| Howdy |
| Author | Message |
Freik Junior Member   Posts: 4 Group: Registered Joined: Jun 2008 Status: Offline Reputation
MyMood:  Points: 30.40
| Howdy
I'm an 18 year old guy from Arizona. I just graduated this spring and have been feeling especially lonely lately, though my recent wave of lonely-ness goes back to about late April.
I don't understand what it is, but I just don't fit in with people very well. I don't have a group of people that I can associate myself with. As far as I can tell I'm 100% unique/different/me.
I became very aware of this at the end of April when I went with 200 other band student to our traditional Disney Land Trip. Both of the mornings we were at the parks I couldn't find any groups to go with, so I found myself finding the nearest people I knew and kind of just tagged along. I don't think they even acknowledged I was there.

List of tasks —
1 - Identify each line of the entries that includes the word "small" and copy those lines.
2 - Pick up the forum post about an 18-year-old's loneliness after graduating and write the next part, starting from its last sentence.
The forum post and the entries that follow it are unrelated to each other.

Records to process —
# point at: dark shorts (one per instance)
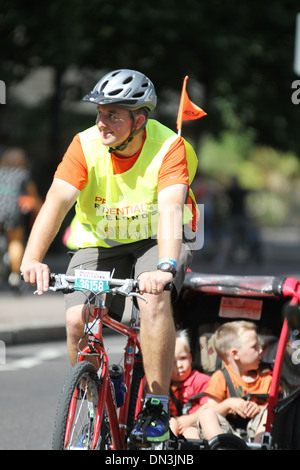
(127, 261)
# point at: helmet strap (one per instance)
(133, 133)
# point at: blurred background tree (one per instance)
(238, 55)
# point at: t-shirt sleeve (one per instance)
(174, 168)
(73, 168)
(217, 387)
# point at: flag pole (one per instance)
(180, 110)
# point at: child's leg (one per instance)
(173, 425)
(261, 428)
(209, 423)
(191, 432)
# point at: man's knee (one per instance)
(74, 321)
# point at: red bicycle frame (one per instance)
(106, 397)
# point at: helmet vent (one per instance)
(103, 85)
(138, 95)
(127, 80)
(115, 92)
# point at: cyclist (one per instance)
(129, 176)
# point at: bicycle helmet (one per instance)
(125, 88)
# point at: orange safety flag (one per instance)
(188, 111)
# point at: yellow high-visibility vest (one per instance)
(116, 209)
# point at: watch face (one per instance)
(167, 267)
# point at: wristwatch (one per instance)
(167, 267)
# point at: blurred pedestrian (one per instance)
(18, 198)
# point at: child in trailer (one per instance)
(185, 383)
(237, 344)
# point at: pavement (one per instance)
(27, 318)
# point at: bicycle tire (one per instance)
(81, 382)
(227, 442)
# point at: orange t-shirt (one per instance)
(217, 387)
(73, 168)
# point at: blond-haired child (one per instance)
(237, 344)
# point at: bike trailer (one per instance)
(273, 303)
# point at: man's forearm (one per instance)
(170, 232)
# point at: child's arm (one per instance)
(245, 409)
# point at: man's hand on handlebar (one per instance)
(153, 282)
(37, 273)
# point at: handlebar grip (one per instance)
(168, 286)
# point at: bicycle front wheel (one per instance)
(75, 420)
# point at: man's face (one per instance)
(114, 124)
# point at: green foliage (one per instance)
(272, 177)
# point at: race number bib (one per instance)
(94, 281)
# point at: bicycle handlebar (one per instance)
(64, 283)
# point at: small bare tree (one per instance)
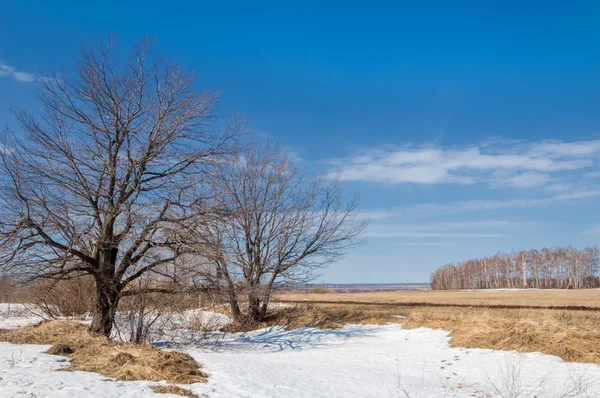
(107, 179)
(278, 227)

==

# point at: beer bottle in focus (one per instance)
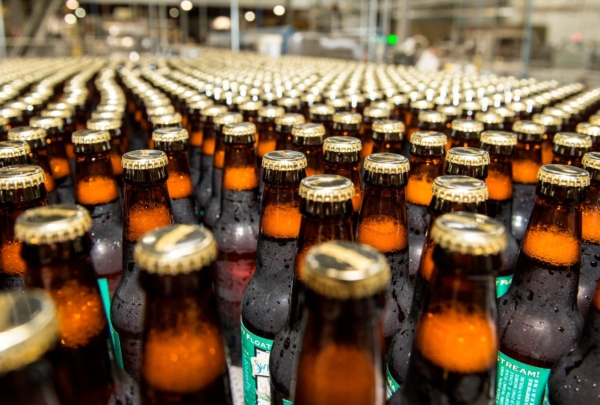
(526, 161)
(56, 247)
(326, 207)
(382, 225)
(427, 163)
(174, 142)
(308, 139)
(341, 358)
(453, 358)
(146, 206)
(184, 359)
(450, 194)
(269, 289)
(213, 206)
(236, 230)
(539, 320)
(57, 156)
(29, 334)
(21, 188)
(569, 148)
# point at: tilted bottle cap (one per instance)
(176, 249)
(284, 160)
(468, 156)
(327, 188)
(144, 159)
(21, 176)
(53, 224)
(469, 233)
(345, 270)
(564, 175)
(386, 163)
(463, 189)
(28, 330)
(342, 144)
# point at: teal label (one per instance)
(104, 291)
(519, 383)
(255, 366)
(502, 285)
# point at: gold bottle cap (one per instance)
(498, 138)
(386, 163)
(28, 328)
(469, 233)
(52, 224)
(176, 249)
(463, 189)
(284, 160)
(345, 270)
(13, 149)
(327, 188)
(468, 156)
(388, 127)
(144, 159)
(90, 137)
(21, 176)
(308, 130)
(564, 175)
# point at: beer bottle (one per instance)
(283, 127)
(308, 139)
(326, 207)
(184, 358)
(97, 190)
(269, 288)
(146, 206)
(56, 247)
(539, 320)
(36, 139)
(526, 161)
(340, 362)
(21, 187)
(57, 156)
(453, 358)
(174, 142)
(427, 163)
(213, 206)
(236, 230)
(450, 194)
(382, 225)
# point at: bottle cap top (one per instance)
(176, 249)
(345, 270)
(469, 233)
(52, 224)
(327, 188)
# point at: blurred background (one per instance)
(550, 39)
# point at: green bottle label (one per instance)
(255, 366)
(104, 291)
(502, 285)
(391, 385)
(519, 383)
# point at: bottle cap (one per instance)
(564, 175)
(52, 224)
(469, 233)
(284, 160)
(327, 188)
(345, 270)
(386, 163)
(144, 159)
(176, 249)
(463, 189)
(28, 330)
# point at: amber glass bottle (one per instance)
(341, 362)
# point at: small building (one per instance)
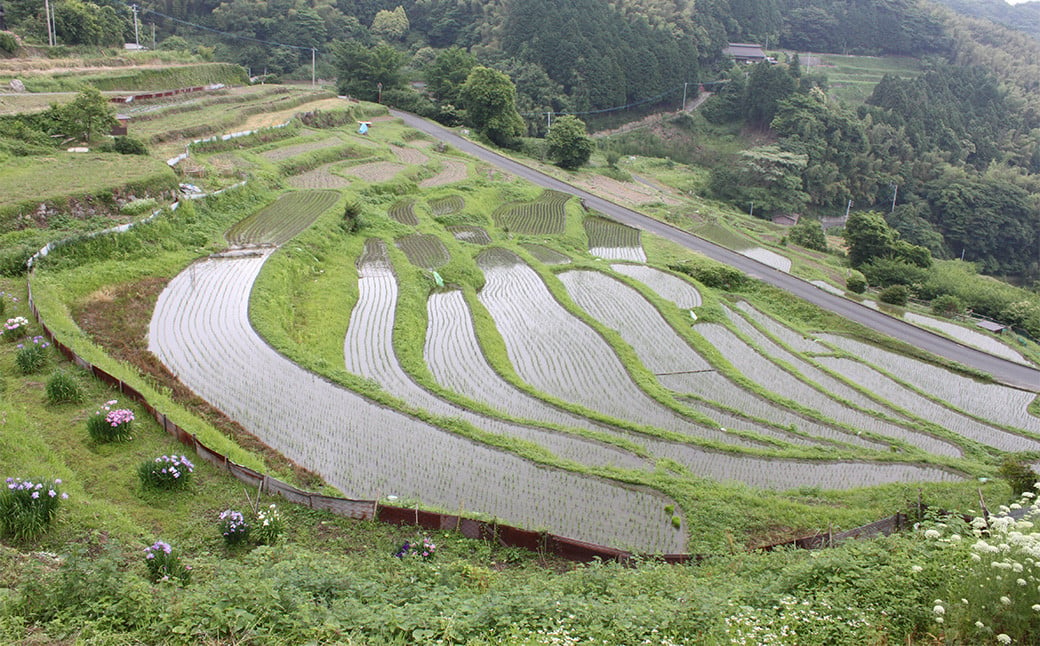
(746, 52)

Answers —
1 -
# point at: small bare tree (one per instance)
# point at: small building (one per instance)

2 -
Then came Prom. I had an excellent self-confidence boost from my ability to actually ask a girl and get her to go with me. This was a complicated relationship (even before and after prom), to say the least. For most of the time at the dance she was with her friends (who I didn't really know) which left me wandering around by myself and getting sick off of Pepsi.
Up to this point friends had been leaving me left and right, and the only person I had left was this girl. She was my best friend and very possibly one of my only friends. She is one of the few people who aren't family who I can say I love. However, I believe I became too bold in our relationship and accidently ended it the night after prom. We didn't have sex (just incase you were thinking that) That's not what ended the relationship. It was a kiss. That's what I still don't fully understand.
So now that I lost my best friend and my love in one night, I locked myself in an emotional closet and waited untill after graduation so I could start forgetting. Needless to say, I haven't forgoten yet. And now I sit here, once again, alone with no friends to hang out with on the weekend.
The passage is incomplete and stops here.